WHAT YOU SHOULD DO: Begin at the line that contains "Annotation guideline: for every instance of the grass field, put" and stop after the final line of the material. Rewrite each of those lines, keeping all text unchanged, and raise every x and y coordinate in the answer points by 37.

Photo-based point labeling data

..........

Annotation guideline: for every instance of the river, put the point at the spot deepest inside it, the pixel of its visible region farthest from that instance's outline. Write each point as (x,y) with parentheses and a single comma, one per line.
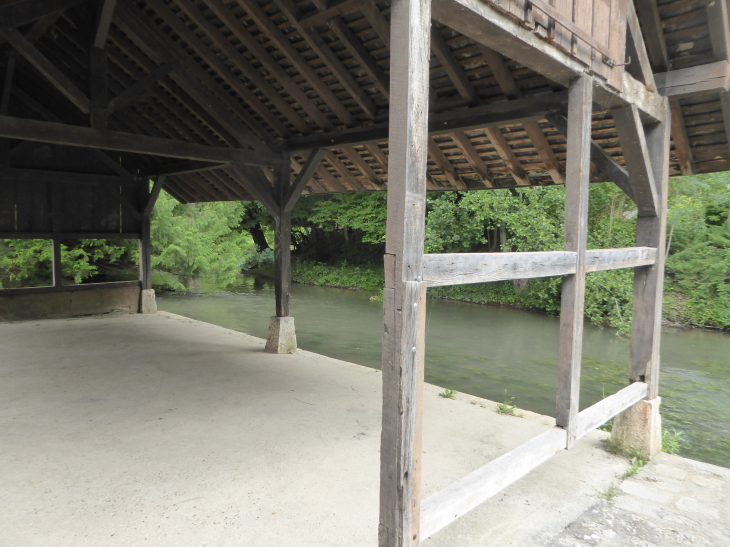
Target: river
(493,352)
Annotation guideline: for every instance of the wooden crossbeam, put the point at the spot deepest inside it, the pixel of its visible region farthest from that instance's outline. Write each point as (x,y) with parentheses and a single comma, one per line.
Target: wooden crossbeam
(463,268)
(695,81)
(49,71)
(303,178)
(457,499)
(56,133)
(104,22)
(605,409)
(636,154)
(531,108)
(139,90)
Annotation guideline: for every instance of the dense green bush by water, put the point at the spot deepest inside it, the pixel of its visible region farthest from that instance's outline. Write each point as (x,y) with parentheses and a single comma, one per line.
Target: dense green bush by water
(339,241)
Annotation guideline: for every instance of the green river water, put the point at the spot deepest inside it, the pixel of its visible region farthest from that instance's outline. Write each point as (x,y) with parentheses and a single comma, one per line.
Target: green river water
(492,352)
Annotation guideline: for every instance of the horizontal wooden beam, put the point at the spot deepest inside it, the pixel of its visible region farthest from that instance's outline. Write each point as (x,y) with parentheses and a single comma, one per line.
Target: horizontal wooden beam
(615,259)
(488,25)
(68,235)
(453,502)
(462,268)
(598,414)
(68,288)
(72,135)
(694,81)
(27,176)
(533,108)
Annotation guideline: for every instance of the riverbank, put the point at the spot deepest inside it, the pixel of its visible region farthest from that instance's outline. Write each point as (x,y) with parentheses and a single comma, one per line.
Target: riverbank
(169,430)
(541,295)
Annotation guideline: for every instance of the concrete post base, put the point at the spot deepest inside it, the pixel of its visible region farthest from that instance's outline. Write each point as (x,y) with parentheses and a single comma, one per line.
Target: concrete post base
(639,428)
(282,336)
(147,302)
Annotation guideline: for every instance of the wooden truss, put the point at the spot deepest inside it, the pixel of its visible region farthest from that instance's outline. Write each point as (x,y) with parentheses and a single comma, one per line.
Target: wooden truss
(405,519)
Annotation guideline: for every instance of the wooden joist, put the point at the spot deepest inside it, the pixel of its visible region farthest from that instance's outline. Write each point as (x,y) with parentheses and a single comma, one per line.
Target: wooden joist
(56,133)
(453,502)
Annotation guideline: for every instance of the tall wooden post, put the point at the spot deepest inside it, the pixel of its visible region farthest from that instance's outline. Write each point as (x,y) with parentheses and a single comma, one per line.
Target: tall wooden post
(404,293)
(282,245)
(577,174)
(282,334)
(639,427)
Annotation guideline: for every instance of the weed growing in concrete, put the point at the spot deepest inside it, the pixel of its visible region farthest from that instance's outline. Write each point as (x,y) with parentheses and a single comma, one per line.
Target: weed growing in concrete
(671,441)
(507,407)
(610,493)
(638,460)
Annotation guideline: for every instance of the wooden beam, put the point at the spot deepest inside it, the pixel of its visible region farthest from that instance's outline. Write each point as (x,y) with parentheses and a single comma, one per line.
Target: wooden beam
(453,502)
(636,154)
(27,11)
(531,108)
(605,409)
(695,81)
(457,76)
(651,231)
(653,34)
(404,295)
(443,164)
(282,245)
(503,149)
(303,178)
(57,78)
(462,268)
(103,22)
(56,133)
(614,259)
(577,175)
(682,144)
(640,66)
(139,90)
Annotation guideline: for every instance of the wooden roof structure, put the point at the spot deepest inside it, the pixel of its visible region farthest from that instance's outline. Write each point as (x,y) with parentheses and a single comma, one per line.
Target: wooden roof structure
(274,77)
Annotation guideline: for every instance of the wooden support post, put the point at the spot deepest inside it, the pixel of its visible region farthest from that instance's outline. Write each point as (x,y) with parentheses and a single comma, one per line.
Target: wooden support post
(282,336)
(649,280)
(404,293)
(576,232)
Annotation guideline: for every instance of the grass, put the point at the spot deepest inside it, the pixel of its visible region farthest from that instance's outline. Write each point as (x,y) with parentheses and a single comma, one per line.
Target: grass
(507,407)
(609,494)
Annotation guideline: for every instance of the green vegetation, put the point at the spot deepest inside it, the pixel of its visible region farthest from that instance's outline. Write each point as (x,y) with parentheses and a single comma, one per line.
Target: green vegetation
(339,241)
(448,394)
(508,407)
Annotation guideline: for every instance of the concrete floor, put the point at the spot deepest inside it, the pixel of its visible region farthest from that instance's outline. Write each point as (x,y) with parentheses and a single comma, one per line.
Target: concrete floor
(160,430)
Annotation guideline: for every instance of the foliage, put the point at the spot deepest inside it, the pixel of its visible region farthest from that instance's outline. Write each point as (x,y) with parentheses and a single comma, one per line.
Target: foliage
(202,239)
(28,262)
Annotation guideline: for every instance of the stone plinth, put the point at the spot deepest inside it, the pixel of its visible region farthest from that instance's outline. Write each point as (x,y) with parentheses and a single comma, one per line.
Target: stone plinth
(639,428)
(282,336)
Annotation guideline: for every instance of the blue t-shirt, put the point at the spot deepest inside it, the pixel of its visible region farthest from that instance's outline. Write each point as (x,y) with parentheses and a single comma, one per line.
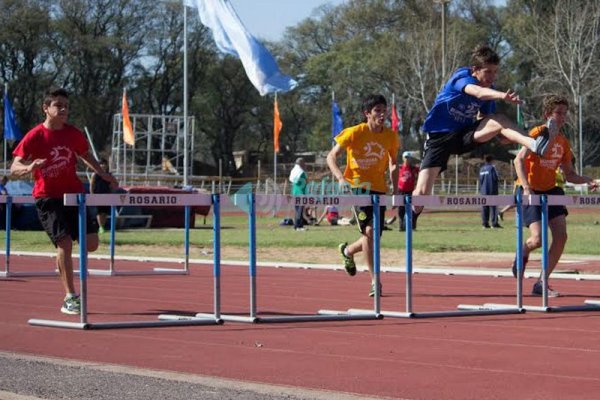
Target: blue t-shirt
(454,110)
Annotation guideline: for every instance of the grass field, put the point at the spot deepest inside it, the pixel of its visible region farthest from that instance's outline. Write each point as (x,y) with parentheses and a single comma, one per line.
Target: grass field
(437,232)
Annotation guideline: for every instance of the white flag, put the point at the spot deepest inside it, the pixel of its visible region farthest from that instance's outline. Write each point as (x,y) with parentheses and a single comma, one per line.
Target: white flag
(232,38)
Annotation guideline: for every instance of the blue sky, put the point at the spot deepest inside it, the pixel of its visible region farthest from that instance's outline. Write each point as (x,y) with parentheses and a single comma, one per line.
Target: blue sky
(267,19)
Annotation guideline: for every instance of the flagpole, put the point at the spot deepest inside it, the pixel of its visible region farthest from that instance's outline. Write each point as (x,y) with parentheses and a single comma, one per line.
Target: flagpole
(185,98)
(274,165)
(4,131)
(124,144)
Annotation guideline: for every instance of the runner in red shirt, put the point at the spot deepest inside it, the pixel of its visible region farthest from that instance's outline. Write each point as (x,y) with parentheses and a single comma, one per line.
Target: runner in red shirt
(407,177)
(50,151)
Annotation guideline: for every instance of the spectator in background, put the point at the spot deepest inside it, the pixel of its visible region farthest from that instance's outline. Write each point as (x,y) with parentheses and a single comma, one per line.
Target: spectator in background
(3,183)
(488,186)
(407,177)
(98,186)
(298,178)
(3,192)
(332,214)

..........

RESPONSE TO THIS EXERCISE:
Annotation guideline: for every instance of the grass field, put the point at the spot deepest inside it, the pixel of its visible region farthest from that instance's outline. Write each point as (x,y) with parentheses and a single comma, one per line.
Target: grass field
(474,269)
Annotation guideline: for every instance of the white flag, put the point at the spot deepest inside it, the pixel of its visible region farthest from that instance's outline. Write each point as (x,y) with parentheses and a single comma, one per line.
Target: white flag
(269,75)
Annotation guideline: for every instance of the blue sky, put the point at the spot deepest inside it, the pixel of its visible region farthest from that instance's outline. Write each point as (x,y) with parentheses and a single comma, one per line.
Target: blue sky
(304,56)
Annotation guideline: for every instance of the flagpole, put the point at the spot deepest inside it, the pixel of its visible region farthest from that instance's outline. Write each point as (x,y) with parentheses and a single comma, one per line.
Target: flagpole
(222,135)
(311,202)
(41,168)
(161,181)
Annotation guideline: for every instance of the runner in red shirt, put the point at the spot deepest inside it, the pixel of its visible region farthest from that instance's outline. Write each point as (x,y) with parentheses and a single comma, one per line.
Target: runner in red shirt
(444,214)
(87,188)
Annotation guideline: for every instance of the spectator in background, put the point at the spot deepest inside it, the pixel of its visible region farthest from that instance's outline. Write each point as (x,y) with parentheses and a single comma, one per line.
Target: spectator in background
(40,220)
(525,223)
(444,214)
(135,223)
(335,215)
(40,229)
(369,251)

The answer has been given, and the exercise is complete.